**Data shown**
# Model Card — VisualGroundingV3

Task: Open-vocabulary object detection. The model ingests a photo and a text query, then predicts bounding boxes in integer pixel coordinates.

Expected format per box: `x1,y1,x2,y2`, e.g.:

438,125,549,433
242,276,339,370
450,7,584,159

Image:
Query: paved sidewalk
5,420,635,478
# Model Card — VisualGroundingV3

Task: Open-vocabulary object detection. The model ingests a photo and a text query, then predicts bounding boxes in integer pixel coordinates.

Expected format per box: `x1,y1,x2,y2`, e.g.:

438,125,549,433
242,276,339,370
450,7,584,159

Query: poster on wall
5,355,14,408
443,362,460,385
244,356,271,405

**What you will do**
Take the lines above and retype all of them exactly.

**Reply to the task**
# Model Card — VisualGroundingV3

Task: Open-vocabulary object detection. The model ingests a photo and a text query, then predicts bounding boxes in integer pixel coordinates.

Expected format per box: `x1,y1,x2,y2`, e.g.:

438,125,549,433
242,276,339,370
450,7,584,159

Image:
Query: paved sidewalk
5,420,635,478
# Model Card — VisualGroundingV3

Task: Open-vocabulary object detection. The model ingests a photo and a text query, then predicts bounding boxes in integer pixel coordinates.

Expected format per box: `x1,y1,x2,y2`, e.g.:

438,125,549,433
242,276,339,370
450,7,584,159

Query: poster on wall
5,355,14,408
443,362,460,385
244,356,271,405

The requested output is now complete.